- [Excerpted passage]:

820 reviews785 followers
June 8, 2017
I had intended to make steady progress through Patricia Wentworth’ Miss Silver mysteries, but I was distracted from that plan when one of her stand-alone novels caught my eye. It sounded quite unlike any of her other books that I’ve read, it sounded a little like a certain other book that I loved, and it sounded far too good to resist.

It sits somewhere between a golden age mystery and romantic suspense, and I would say that the vintage cover that proclaimed it as a ‘romantic adventure’ got it about right.

What I want to say is that this is the story of the most spirited and engaging heroine you could ever hope to meet.

Valentine Ryven was born on an ocean liner and she was shipwrecked on a small island in the South Seas not very much later. She was picked up and carried to safety by Edward Bowden, a distinguished scholar taking long and rambling holiday after working much too hard.

Edward was wonderfully resourceful, salvaging a great deal from the wrecked liner and harbouring the islands natural resources. He also educated Valentine and brought her up to be ready to take her place in the world he had left behind. He was sure that one day another boat would pass by to rescue them; but he prepared Valentine for the possibility that he might die before that day came.

This story begins some twenty years later, when a young man named Austin Muir came ashore and heard a young woman reciting Matthew Arnold. He was amazed and when Valentine recovered from her initial fright she was thrilled that she was being rescued and that she would have a chance to meet more people and to see so many things that she had only been told about by Edward.

Austin had been sent ashore by his employer, Nicholas Barclay, who had set out to find the island not on any map that one of his ancestors swore he had discovered. He was delighted with Austin’s discover, he was charmed by Valentine, and when he saw the papers that Edward had told her to present to her rescuer he knew who she was straight away.

Valentine was the missing heiress to a vast fortune!

Barclay took Valentine home via a Caribbean island, where he bought her clothes, shoes, and all of the other accoutrements a young woman going home to England should have. Valentine was delighted with it all, and she was smitten with the two very different men who were taking her back to her family.

It didn’t occur to Valentine for a minute that her family might not be pleased to see her.

She didn’t know that society had changed a great deal in the years since Edward left England.

Helena Ryven – Valentine’s aunt – was very correct and proper. That was a shock to the warm- hearted Valentine, who had been so looking forward to having a family she was sure she would love and would love her back.

She thought that the problem might be that she was disinheriting Helen’s son, Eustace, and so she offered him as much of the estate as he wanted. She explained that she needed very little to be happy, that all she needed was food and shelter and the lovely countryside around her. Her offer was rejected out of hand!

When she saw the wonderful work that Eustace was doing, restoring run down properties and looking after poor families in the East End of London, she knew that she had to find a way for him to carry on. She realised that the answer was simple – she and Eustace should be married and then everything that was hers would be his.

She loved Austin but he had rejected her – explaining that their family backgrounds. She didn’t understand but he stood firm, and after that it really didn’t matter who she married.

Her proposal was accepted.

Valentine tried to be happy but she couldn’t.

- [The data]:
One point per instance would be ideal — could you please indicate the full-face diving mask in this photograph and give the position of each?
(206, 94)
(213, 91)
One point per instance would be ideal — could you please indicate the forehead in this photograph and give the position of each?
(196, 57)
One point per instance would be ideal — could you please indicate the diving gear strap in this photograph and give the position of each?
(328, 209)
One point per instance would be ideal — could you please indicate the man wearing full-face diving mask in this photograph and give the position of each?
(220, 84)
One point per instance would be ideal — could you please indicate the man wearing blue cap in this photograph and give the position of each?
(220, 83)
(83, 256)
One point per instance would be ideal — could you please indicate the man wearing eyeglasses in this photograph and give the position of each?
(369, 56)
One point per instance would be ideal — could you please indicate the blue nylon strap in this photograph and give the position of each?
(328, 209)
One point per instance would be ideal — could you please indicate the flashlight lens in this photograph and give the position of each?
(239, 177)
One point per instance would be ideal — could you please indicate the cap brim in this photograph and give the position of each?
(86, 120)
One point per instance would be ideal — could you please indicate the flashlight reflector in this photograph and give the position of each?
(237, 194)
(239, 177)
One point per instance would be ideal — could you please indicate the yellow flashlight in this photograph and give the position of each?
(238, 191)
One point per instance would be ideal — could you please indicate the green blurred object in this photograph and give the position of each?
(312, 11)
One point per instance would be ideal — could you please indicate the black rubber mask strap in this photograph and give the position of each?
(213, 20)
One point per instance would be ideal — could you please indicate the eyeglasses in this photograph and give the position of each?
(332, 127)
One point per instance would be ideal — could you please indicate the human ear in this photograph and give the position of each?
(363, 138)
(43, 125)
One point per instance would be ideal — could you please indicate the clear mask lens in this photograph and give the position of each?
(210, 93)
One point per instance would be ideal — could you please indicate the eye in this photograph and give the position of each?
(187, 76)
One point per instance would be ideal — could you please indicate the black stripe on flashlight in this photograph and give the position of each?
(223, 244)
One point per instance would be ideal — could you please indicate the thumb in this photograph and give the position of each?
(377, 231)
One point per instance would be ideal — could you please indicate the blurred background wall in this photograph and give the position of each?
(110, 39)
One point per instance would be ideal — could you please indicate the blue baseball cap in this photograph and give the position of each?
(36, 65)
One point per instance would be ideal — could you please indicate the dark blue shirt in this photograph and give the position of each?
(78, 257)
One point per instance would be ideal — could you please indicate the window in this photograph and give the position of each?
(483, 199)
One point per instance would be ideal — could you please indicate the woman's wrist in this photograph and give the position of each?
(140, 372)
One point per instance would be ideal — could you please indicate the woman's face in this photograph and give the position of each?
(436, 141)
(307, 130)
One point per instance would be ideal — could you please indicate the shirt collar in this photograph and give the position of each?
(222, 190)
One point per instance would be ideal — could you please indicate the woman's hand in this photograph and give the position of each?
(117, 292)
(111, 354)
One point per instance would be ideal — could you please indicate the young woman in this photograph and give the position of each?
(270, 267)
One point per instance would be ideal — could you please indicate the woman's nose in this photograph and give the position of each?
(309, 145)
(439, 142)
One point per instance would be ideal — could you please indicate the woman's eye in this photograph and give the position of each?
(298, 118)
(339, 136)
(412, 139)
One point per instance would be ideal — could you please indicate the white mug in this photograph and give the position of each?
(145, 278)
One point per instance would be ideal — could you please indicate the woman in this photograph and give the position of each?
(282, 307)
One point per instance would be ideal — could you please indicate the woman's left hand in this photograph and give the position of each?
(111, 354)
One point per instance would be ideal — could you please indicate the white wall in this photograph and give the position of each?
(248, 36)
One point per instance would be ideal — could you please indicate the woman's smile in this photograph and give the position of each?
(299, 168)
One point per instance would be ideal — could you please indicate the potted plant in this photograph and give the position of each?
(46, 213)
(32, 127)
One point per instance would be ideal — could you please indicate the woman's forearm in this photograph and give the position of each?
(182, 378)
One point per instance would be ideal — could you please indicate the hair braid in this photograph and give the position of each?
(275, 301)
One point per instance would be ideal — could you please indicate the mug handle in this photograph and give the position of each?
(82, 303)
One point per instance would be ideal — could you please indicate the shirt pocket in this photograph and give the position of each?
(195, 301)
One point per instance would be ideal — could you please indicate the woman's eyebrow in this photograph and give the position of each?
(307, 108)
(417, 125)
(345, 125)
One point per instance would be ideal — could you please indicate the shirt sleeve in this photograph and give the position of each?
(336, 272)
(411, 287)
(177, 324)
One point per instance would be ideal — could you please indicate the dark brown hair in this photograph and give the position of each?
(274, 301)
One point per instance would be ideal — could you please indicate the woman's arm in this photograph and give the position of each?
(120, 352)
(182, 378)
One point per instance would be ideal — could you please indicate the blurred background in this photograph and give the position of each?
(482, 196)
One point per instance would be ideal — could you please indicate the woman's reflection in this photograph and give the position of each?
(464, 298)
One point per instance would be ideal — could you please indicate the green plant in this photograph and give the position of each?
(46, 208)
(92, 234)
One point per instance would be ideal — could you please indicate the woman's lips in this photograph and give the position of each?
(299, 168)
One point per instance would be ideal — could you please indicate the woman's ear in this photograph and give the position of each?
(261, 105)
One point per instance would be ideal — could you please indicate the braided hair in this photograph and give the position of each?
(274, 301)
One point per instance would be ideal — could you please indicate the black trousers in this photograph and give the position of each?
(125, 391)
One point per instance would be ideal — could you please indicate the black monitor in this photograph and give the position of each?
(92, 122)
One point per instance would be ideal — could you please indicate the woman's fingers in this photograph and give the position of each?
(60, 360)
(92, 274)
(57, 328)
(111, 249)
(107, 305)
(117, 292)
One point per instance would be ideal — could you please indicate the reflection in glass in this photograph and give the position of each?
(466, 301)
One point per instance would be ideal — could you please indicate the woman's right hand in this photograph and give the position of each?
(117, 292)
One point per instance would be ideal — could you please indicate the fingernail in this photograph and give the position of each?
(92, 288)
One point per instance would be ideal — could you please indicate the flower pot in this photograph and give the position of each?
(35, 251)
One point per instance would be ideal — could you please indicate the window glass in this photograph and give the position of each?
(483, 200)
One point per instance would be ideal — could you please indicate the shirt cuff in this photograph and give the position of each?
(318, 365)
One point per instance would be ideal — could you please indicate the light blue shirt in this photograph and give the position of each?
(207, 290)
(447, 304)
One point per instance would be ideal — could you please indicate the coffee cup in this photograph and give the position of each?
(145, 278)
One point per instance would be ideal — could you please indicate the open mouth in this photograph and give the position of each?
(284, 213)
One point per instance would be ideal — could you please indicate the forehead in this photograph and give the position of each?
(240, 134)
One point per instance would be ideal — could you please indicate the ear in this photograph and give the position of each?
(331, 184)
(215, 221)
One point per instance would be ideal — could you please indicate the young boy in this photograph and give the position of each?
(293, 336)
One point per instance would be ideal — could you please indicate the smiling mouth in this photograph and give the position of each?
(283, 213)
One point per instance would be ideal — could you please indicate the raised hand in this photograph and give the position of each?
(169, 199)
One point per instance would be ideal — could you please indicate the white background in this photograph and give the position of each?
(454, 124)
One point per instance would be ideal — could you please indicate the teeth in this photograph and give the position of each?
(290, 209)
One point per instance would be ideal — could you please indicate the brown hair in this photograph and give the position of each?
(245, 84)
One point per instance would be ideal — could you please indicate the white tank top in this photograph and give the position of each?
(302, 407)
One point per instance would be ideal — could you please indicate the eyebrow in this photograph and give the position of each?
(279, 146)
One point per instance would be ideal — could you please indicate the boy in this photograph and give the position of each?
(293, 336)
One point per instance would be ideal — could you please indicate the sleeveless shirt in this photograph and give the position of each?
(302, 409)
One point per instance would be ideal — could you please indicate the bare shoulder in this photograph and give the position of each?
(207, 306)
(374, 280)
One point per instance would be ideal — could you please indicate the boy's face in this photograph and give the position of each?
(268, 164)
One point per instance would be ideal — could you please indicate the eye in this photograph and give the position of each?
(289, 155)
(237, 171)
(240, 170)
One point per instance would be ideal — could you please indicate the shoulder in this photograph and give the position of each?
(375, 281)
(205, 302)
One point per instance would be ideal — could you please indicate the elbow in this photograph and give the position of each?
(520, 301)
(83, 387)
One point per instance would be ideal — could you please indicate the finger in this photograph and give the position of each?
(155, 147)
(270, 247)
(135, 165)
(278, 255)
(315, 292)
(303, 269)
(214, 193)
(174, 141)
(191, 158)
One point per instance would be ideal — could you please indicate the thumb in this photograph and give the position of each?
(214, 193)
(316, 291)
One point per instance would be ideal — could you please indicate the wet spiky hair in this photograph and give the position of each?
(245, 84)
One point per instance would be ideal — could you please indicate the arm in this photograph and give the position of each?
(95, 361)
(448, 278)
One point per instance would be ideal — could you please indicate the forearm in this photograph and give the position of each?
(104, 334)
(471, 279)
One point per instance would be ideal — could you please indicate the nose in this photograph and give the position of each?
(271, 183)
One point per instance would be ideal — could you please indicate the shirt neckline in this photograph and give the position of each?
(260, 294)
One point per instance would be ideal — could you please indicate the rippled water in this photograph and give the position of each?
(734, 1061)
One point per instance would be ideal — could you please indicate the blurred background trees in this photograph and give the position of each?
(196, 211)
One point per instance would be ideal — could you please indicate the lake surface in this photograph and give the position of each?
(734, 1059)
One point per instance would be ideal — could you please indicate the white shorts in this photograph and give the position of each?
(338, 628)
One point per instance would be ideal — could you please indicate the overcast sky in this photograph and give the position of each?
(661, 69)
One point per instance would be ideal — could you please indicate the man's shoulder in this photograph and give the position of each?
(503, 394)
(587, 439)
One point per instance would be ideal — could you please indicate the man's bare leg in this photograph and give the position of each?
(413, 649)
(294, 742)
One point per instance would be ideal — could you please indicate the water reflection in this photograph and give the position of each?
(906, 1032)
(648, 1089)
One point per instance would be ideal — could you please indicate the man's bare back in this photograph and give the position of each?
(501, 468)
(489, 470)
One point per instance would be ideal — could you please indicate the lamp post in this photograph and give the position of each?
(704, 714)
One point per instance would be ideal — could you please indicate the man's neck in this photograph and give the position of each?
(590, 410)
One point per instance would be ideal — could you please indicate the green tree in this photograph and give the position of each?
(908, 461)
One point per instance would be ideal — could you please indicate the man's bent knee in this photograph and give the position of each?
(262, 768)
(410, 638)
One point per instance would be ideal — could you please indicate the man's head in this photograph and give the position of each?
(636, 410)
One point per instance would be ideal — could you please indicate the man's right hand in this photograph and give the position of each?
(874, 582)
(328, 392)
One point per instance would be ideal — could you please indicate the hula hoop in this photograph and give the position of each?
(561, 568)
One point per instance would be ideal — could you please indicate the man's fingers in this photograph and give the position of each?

- [Assignment 1]:
Answer these questions from the review:
(a) Who picked Valentine up and carried her to safety after the shipwreck?
(b) Who was Austin Muir's employer?
(c) Where did Barclay buy Valentine clothes and shoes on the way home?
- [Assignment 2]:
Transcribe the part of the review that opens with the words containing "Barclay took Valentine" and closes with "love her back.".
- [Assignment 3]:
Say whether each statement agrees with the review, giving yes or no and quoting the words that settle it:
(a) Valentine was born on an ocean liner.
(b) Valentine's offer of the estate to Eustace was accepted.
(c) Austin heard Valentine reciting Matthew Arnold.
The entries have nothing to do with the review.

- [Output 1]:
(a) Edward Bowden
(b) Nicholas Barclay
(c) A Caribbean island

- [Output 2]:
Barclay took Valentine home via a Caribbean island, where he bought her clothes, shoes, and all of the other accoutrements a young woman going home to England should have. Valentine was delighted with it all, and she was smitten with the two very different men who were taking her back to her family.

It didn’t occur to Valentine for a minute that her family might not be pleased to see her.

She didn’t know that society had changed a great deal in the years since Edward left England.

Helena Ryven – Valentine’s aunt – was very correct and proper. That was a shock to the warm- hearted Valentine, who had been so looking forward to having a family she was sure she would love and would love her back.

- [Output 3]:
(a) Yes: "Valentine Ryven was born on an ocean liner"
(b) No: "Her offer was rejected out of hand!"
(c) Yes: "heard a young woman reciting Matthew Arnold"